# [SET TASK]
Pull out every line in the entries below that contains the word "query".

# [Image entries on named regions]
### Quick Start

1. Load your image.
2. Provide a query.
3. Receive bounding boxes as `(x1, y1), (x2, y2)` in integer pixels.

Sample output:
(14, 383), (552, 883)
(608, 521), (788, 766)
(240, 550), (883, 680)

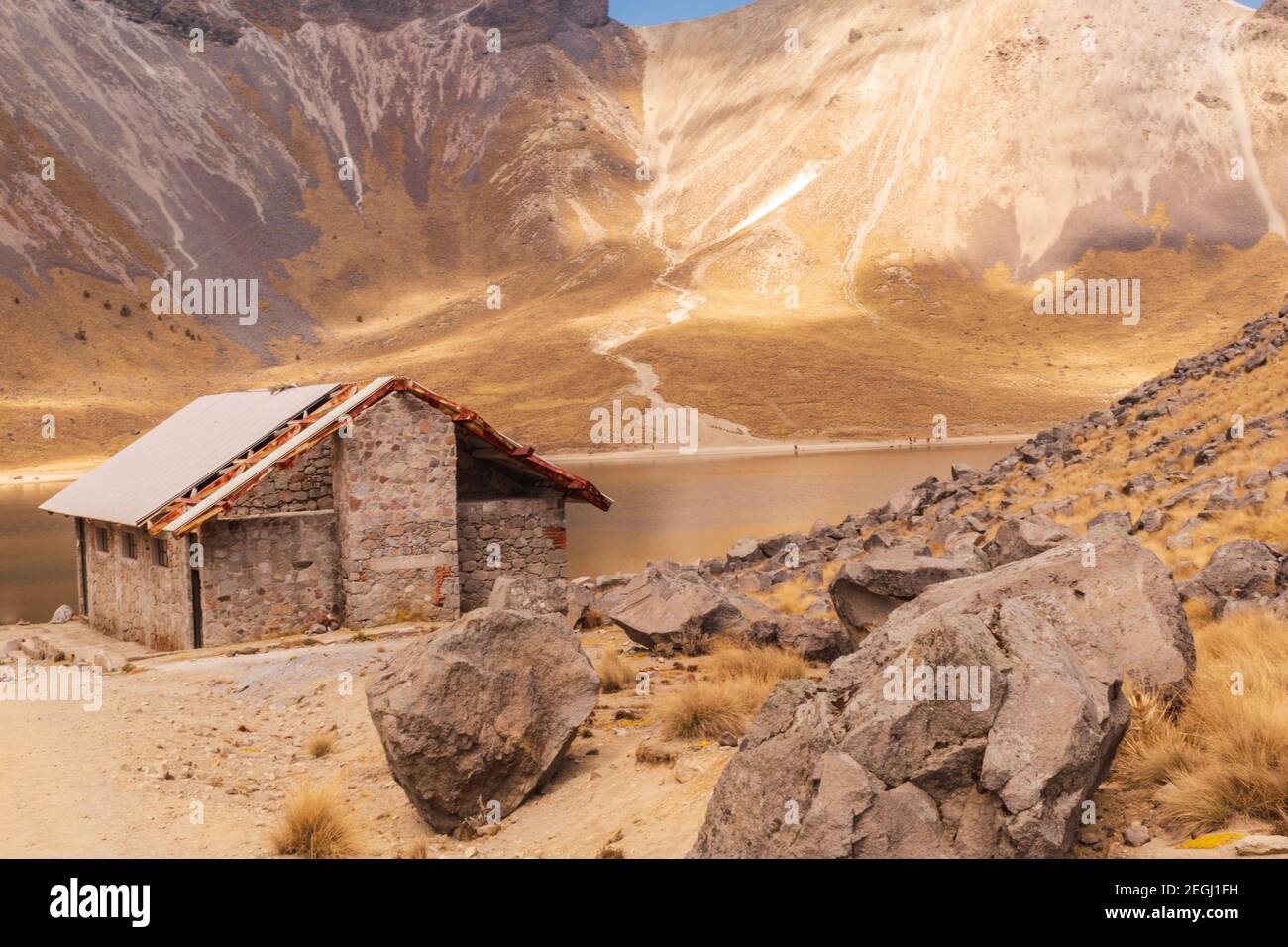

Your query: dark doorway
(188, 567), (202, 648)
(76, 517), (89, 618)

# [TASK RESPONSE]
2. Provide a query.
Your query: dark doorway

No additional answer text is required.